== Input data ==
-- Opening Marker --
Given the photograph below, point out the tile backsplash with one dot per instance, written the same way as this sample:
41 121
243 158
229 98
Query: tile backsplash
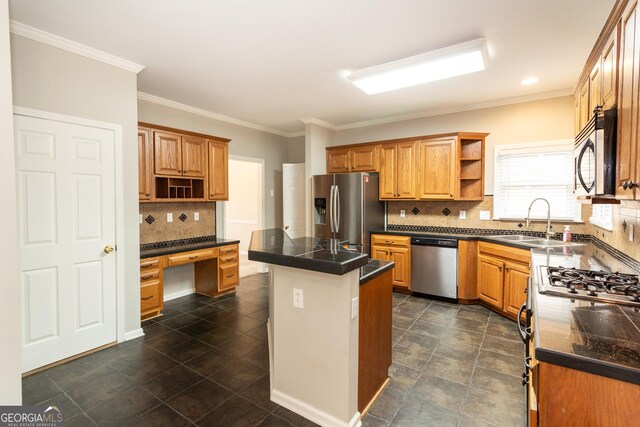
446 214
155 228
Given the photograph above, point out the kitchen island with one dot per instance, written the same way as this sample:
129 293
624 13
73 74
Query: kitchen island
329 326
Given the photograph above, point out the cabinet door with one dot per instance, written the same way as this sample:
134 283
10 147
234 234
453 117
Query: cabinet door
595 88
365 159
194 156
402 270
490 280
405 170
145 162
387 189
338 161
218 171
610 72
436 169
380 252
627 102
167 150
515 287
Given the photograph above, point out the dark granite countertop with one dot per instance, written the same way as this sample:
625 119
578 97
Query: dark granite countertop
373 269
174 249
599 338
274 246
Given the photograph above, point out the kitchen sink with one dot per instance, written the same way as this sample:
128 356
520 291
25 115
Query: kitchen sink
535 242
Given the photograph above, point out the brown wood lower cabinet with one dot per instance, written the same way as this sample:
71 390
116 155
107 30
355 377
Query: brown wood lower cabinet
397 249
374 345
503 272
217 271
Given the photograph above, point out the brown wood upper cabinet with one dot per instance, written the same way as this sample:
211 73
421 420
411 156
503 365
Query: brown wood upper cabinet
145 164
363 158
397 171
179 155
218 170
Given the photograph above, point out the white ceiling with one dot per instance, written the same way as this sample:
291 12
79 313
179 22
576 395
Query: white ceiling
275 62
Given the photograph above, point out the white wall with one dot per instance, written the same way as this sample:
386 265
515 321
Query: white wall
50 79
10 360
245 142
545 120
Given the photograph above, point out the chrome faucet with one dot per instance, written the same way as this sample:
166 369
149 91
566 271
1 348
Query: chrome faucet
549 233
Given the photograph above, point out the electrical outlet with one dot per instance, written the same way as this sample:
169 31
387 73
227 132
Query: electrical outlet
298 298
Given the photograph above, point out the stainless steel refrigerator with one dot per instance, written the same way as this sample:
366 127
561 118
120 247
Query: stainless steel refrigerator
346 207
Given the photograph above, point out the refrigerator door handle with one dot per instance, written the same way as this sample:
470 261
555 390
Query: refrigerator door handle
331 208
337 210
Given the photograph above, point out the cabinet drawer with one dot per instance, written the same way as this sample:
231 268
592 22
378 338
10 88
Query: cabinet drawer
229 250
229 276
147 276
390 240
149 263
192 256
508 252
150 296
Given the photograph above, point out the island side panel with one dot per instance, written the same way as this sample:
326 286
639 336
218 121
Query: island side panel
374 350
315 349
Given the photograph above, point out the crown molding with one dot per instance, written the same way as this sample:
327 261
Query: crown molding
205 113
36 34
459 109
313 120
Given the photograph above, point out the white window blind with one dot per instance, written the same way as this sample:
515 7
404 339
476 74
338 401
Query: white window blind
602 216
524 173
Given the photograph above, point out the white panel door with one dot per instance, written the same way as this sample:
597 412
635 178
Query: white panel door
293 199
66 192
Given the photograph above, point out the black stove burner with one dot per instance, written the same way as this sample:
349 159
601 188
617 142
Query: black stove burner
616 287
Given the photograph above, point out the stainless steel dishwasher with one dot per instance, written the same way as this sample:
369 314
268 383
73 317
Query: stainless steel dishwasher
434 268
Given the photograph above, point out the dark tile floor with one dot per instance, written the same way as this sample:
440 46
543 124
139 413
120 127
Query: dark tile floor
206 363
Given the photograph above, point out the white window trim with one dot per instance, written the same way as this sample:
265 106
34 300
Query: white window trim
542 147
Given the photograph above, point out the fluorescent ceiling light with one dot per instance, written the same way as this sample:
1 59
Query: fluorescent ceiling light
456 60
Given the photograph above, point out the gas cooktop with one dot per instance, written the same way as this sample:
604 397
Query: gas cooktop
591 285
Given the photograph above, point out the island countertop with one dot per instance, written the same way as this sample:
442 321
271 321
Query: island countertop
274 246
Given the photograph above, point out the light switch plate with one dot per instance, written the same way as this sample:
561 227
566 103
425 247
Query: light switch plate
-- Closing Marker --
-- Opening Marker --
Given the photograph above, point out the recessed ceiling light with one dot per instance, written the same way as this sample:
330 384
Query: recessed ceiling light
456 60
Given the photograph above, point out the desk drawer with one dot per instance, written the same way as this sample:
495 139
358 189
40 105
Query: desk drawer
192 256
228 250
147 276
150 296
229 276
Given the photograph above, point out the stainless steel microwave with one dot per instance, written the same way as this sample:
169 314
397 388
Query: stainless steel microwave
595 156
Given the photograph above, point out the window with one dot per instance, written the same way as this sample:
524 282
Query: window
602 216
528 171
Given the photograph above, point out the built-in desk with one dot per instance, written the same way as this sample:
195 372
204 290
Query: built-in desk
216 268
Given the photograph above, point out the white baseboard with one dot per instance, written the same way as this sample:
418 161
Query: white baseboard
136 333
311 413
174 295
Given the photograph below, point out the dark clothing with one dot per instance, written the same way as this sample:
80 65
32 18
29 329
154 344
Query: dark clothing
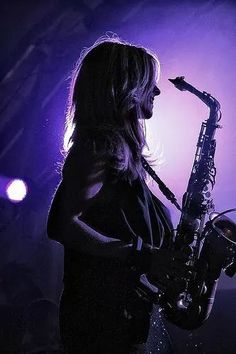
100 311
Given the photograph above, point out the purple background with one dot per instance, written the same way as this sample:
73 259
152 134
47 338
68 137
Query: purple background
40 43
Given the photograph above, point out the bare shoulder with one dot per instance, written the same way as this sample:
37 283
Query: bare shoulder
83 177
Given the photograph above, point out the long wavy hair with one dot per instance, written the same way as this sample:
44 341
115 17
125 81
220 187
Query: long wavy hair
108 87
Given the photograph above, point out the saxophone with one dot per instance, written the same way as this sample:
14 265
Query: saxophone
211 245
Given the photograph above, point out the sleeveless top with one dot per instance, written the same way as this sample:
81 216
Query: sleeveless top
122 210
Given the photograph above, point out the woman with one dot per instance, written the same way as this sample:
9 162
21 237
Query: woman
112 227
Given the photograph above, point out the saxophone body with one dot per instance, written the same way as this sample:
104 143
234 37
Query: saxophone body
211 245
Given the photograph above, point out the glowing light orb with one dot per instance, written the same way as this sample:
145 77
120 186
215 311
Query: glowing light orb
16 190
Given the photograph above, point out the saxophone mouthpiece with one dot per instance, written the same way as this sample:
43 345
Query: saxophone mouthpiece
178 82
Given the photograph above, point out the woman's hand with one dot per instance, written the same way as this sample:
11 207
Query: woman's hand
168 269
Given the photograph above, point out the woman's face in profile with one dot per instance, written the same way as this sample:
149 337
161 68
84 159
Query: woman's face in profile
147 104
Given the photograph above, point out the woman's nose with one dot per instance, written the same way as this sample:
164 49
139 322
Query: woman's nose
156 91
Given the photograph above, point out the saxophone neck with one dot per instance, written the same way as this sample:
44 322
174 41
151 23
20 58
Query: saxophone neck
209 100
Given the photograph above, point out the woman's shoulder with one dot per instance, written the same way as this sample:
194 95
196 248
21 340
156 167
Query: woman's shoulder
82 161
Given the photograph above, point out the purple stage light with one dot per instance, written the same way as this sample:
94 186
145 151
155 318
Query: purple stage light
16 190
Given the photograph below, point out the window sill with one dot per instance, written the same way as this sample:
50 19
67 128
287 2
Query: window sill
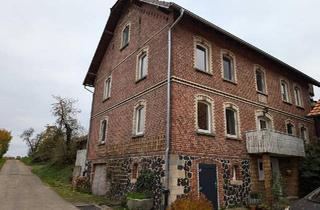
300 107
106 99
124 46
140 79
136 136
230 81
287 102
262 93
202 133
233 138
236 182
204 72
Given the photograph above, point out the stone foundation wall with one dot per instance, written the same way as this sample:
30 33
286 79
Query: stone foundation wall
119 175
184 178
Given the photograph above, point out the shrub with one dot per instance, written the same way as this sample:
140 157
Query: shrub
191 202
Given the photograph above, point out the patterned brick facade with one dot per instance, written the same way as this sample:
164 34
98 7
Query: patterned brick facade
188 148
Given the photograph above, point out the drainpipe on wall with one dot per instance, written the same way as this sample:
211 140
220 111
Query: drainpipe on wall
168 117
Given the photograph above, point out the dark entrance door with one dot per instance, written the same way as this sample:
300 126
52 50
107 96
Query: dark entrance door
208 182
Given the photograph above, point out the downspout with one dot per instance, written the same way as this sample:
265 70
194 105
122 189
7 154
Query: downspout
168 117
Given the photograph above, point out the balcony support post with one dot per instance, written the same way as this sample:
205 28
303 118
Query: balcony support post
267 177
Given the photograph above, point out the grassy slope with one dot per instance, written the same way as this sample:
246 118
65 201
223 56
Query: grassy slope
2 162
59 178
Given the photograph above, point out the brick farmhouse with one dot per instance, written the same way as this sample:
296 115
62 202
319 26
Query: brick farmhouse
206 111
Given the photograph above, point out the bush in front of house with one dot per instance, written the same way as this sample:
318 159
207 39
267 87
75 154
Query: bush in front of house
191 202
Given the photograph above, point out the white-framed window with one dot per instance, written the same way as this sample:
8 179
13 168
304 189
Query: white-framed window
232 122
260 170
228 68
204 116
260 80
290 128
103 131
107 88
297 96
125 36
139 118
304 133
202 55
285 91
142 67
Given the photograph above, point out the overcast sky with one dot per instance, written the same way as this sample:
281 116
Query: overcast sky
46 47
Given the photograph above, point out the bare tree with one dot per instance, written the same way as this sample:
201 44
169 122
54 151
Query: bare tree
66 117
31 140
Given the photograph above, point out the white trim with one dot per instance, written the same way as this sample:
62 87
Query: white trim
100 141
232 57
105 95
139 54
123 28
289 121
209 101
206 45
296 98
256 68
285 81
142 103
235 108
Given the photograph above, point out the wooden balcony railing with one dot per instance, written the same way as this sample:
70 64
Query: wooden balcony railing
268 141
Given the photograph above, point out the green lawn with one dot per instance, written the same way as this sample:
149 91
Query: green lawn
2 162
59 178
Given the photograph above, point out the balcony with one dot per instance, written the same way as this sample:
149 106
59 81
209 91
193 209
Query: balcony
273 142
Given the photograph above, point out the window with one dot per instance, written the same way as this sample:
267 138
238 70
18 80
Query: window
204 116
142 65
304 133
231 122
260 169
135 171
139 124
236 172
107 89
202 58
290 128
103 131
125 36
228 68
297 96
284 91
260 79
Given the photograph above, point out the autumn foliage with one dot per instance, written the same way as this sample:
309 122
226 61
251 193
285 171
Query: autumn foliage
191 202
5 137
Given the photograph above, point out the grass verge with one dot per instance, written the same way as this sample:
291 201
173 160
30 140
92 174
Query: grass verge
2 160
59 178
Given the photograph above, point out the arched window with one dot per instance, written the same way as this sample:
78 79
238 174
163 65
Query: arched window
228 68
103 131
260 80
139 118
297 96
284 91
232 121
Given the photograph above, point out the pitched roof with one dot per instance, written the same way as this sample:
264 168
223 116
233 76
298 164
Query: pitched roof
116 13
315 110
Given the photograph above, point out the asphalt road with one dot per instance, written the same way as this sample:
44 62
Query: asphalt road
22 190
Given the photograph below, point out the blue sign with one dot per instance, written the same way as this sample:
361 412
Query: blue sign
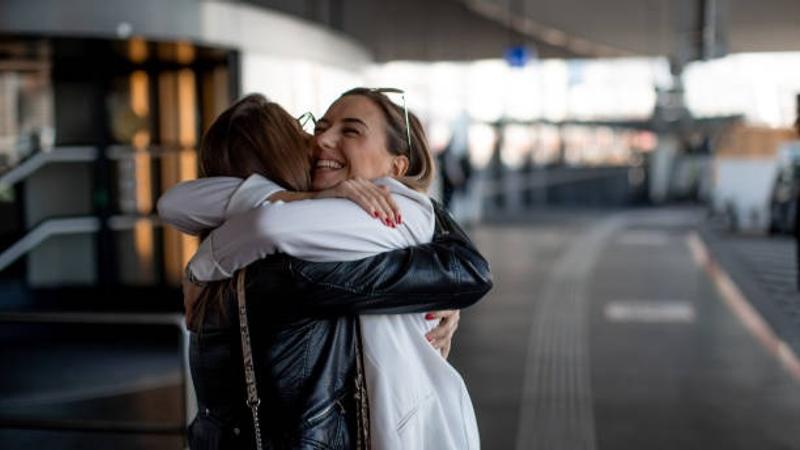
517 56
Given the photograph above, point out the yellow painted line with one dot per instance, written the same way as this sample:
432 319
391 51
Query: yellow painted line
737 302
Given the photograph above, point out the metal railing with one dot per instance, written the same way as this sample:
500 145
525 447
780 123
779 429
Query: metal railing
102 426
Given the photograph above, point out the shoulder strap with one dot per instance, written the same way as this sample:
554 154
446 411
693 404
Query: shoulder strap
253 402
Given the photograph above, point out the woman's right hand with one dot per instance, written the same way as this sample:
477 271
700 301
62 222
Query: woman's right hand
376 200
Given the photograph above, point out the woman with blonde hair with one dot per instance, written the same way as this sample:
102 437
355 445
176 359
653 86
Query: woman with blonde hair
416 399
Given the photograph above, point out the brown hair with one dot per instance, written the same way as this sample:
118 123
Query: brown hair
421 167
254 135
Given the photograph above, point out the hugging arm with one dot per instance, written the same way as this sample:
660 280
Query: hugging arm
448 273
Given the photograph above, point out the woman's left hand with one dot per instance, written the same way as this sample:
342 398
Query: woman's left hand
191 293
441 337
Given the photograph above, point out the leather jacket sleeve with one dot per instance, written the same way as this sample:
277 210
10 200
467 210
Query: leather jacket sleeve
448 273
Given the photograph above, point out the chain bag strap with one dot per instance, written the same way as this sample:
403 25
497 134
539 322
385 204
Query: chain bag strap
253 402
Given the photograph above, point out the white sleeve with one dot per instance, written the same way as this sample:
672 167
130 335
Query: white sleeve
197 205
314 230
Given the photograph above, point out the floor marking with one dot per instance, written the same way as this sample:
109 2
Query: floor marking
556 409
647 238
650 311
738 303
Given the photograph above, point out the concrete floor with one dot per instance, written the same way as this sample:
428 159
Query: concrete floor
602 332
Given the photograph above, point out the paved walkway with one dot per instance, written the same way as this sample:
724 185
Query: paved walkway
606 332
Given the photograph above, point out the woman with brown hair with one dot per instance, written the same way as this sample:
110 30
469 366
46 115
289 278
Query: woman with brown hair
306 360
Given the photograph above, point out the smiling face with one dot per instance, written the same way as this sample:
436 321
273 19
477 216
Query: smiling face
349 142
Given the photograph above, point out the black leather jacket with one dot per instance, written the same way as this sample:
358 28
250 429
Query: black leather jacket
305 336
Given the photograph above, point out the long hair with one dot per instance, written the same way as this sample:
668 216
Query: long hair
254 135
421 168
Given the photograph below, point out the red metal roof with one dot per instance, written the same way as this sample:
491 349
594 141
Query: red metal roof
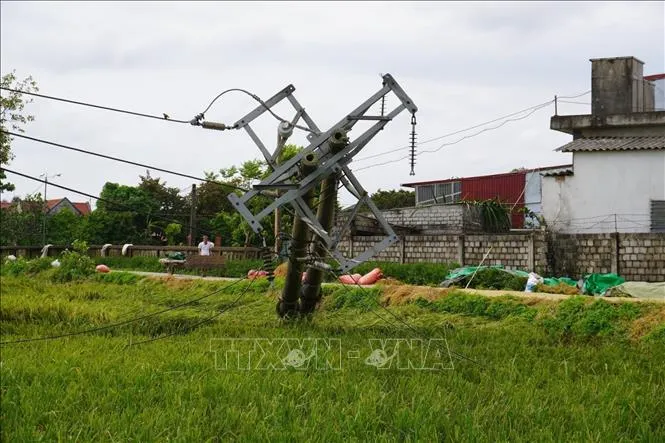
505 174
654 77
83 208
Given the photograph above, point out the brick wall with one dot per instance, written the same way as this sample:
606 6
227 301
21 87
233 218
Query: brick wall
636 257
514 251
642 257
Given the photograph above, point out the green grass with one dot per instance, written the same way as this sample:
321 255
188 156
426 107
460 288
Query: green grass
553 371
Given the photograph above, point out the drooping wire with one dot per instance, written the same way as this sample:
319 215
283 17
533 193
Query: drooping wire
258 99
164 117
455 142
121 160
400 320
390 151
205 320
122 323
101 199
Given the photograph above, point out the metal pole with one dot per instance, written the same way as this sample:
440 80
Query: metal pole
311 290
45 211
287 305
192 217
-- Closing Marker --
Check each line of the entries for the string "switch". Copy the lines that have it.

== Exercise answer ==
Given the photograph above, point out the light switch plate with one dot per instance, written the same way as this sample:
Query: light switch plate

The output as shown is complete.